- **DATA IN THIS EXERCISE**
▬▬▬▬▬▬▬▬▬▬

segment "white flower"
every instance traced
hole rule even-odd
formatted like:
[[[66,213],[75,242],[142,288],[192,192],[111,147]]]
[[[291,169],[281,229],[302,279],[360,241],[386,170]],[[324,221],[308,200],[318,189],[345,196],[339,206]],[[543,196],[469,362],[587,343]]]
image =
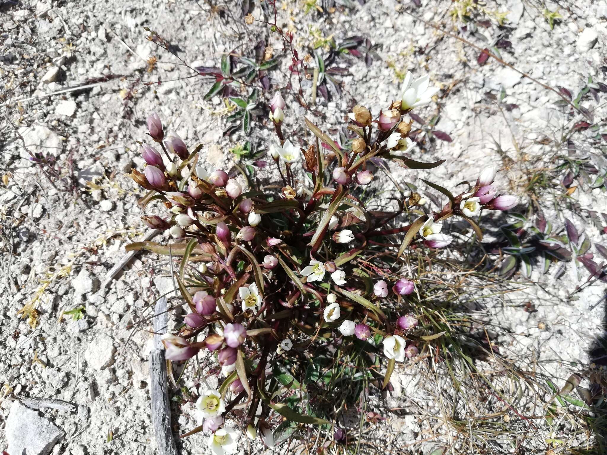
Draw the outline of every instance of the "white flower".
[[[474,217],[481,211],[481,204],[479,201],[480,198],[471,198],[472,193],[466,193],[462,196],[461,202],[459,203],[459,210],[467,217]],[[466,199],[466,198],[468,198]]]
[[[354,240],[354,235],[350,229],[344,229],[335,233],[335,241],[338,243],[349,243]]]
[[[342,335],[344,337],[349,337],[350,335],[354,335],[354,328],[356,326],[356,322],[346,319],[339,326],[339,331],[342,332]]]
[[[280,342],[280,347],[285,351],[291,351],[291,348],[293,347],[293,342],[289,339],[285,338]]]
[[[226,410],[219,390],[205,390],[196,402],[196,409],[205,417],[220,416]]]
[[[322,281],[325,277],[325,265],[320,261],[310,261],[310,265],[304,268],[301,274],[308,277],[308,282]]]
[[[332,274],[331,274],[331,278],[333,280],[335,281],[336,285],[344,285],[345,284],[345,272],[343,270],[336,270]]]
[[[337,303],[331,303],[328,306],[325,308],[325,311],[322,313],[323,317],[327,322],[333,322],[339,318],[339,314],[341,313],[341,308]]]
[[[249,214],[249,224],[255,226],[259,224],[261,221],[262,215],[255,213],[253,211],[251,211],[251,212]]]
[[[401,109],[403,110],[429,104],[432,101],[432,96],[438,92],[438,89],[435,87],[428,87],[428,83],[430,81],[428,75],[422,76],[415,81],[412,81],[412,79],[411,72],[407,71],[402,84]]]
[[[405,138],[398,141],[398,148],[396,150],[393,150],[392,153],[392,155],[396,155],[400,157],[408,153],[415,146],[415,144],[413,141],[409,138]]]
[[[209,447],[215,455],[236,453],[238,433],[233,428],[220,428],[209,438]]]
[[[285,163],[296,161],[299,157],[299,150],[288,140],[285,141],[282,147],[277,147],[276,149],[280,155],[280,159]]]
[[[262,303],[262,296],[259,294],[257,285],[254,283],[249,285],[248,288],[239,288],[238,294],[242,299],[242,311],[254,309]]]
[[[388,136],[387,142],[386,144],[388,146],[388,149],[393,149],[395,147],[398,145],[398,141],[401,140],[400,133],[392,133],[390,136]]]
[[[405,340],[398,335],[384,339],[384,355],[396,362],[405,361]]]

▬▬▬▬▬▬▬▬▬▬

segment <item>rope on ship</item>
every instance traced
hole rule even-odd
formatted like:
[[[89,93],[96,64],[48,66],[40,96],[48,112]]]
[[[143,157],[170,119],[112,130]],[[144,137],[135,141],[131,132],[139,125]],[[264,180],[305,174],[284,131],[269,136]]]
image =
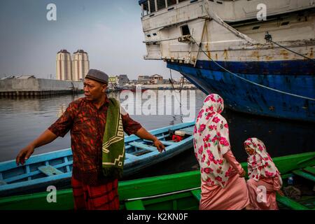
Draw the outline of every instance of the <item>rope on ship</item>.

▬▬▬▬▬▬▬▬▬▬

- **WRITTEN EXERCISE**
Copy out the lines word for word, beginning at the line that has "segment <item>rope on ship</item>" and stopping after the line that has "Draw the outline of every instance of the <item>rope", and omit the picture.

- **RESULT OF THIS EXERCISE**
segment <item>rope on ship</item>
every instance traced
hole rule even-odd
formatted like:
[[[89,93],[96,64],[48,66],[40,96],[48,112]]]
[[[143,157],[170,119],[112,130]],[[144,137],[135,141],[131,132],[139,125]],[[264,180],[305,174],[284,131],[269,136]]]
image =
Draw the outline of every instance of the <item>rope on ship</item>.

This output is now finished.